### QUOTED PASSAGE:
# # # # # # #

If mitigation is the goal, and until the next iteration of socket
growth that's not a waste of effort, continuing to honor idle core is
the only option that has a ghost of a chance.

That said, I don't like the waker/wakee have met heuristic much either,
because tasks waking one another before can just as well mean they met
at a sleeping lock, it does not necessarily imply latency bound IPC.

I haven't met a heuristic I like, and that includes the ones I invent.
The smarter you try to make them, the more precious fast path cycles
they eat, and there's a never ending supply of holes in the damn things
that want plugging. A prime example was the SIS_CURRENT heuristic self
destructing in my box, rendering that patch a not quite free noop :)

-Mike

2023-05-18 04:02:27

by K Prateek Nayak

[permalink] [raw]
Subject: Re: [RFC PATCH] sched/fair: Introduce SIS_PAIR to wakeup task on local idle core first

Hello Chenyu,

I'll do some light testing with some benchmarks and share results on the
thread but meanwhile I have a few observations with the implementation.

On 5/17/2023 10:27 PM, Chen Yu wrote:
> On 2023-05-16 at 13:51:26 +0200, Mike Galbraith wrote:
>> On Tue, 2023-05-16 at 16:41 +0800, Chen Yu wrote:
>> [..snip..]
>
> diff --git a/kernel/sched/fair.c b/kernel/sched/fair.c
> index 7d2613ab392c..572d663065e3 100644
> --- a/kernel/sched/fair.c
> +++ b/kernel/sched/fair.c
> @@ -7126,6 +7126,23 @@ static int select_idle_sibling(struct task_struct *p, int prev, int target)
> asym_fits_cpu(task_util, util_min, util_max, target))
> return target;
>
> + /*
> + * If the waker and the wakee are good friends to each other,
> + * putting them within the same SMT domain could reduce C2C
> + * overhead. But this only applies when there is no idle core
> + * available. SMT idle sibling should be prefered to wakee's
> + * previous CPU, because the latter could still have the risk of C2C
> + * overhead.

# # # # # # #

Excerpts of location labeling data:

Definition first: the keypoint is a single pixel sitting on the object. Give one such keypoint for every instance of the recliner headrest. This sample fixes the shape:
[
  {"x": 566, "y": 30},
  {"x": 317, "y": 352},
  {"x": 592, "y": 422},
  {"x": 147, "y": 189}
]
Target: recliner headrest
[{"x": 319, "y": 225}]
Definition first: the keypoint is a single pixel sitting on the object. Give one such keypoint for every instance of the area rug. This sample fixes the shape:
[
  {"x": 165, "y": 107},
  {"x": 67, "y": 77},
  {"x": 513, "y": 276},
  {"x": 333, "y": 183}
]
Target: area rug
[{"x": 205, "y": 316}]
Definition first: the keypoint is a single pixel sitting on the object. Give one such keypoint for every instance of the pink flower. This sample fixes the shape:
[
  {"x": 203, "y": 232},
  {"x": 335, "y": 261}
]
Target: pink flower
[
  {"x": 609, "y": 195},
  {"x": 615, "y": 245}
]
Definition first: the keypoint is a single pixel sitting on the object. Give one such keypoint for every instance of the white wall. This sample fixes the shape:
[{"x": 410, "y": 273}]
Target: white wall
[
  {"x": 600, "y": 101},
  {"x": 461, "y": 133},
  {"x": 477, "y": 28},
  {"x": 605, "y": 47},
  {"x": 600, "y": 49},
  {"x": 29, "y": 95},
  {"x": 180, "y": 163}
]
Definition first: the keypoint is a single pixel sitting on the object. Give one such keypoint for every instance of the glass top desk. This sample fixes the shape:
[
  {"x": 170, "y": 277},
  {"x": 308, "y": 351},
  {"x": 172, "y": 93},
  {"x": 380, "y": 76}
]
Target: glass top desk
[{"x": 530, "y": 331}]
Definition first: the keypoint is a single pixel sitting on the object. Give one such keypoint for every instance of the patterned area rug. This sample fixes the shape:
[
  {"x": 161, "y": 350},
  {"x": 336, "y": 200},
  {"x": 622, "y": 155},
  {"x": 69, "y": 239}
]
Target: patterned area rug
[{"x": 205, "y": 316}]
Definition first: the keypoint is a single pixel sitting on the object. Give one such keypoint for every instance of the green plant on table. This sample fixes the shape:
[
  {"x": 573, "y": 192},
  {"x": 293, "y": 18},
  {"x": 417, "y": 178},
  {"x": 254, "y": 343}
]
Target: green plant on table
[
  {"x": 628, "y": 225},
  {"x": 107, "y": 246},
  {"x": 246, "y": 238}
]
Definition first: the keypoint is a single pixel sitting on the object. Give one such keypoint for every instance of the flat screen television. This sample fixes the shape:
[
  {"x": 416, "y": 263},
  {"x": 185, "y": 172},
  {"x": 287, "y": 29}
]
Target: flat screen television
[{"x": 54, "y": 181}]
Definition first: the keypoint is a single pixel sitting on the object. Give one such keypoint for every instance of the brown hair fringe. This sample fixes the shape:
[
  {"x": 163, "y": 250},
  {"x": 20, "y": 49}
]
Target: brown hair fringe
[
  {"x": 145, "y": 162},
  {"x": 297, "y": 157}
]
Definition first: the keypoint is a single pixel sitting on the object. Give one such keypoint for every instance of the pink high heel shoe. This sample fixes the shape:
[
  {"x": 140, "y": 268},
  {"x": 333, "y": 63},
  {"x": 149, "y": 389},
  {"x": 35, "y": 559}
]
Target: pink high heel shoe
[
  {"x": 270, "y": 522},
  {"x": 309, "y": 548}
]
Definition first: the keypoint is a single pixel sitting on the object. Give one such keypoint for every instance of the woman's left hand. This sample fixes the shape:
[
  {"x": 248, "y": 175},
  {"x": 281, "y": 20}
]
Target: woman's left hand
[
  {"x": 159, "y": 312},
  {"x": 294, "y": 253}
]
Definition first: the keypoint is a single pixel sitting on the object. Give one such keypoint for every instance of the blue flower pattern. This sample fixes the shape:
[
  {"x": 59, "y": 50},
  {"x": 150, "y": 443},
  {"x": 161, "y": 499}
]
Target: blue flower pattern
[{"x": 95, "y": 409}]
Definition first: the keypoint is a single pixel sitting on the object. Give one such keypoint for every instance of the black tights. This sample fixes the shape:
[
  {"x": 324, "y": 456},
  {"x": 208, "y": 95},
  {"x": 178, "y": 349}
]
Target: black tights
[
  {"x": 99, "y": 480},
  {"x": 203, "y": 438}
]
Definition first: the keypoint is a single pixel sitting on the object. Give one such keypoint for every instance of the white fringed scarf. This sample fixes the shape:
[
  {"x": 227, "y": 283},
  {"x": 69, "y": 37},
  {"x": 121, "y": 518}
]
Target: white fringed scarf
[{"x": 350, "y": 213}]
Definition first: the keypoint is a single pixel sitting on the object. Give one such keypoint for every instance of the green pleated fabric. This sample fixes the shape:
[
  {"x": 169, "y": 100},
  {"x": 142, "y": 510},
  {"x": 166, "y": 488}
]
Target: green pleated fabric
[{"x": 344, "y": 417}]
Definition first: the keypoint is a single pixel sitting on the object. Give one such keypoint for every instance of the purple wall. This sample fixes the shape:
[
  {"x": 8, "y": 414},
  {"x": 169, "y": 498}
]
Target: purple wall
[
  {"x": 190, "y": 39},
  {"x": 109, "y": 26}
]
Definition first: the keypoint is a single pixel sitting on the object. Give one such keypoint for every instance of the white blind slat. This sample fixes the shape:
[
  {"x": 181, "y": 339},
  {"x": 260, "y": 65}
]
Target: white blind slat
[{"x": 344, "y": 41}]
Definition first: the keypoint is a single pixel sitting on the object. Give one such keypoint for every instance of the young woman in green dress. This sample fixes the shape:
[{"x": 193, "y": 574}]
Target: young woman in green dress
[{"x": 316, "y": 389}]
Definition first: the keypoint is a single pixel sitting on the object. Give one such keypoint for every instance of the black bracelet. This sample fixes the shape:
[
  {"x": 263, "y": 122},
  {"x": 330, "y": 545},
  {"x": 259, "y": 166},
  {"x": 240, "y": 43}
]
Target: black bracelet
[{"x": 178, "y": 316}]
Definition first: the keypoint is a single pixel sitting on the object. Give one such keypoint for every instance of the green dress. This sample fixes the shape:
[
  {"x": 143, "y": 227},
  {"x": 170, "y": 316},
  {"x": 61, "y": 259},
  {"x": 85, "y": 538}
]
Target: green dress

# # # # # # #

### WHAT IS ASKED:
1. In the scheduler thread, shorten the paragraph that begins "I haven't met a heuristic I like" into a short list that keeps its main facts.
2. Put this sentence from the scheduler thread into Spanish: "I'll do some light testing with some benchmarks and share results on the thread but meanwhile I have a few observations with the implementation."
You won't need the items to do anything here.

### SOLUTIONS TO THE PROBLEMS:
1.
- The writer hasn't found a heuristic they like, including ones they invented.
- The smarter a heuristic is made, the more precious fast path cycles it eats.
- There's a never-ending supply of holes in them that need plugging.
- Example: the SIS_CURRENT heuristic self-destructed on the writer's box, which made that patch a not quite free noop.

2. Haré algunas pruebas ligeras con algunos benchmarks y compartiré los resultados en el hilo, pero mientras tanto tengo algunas observaciones sobre la implementación.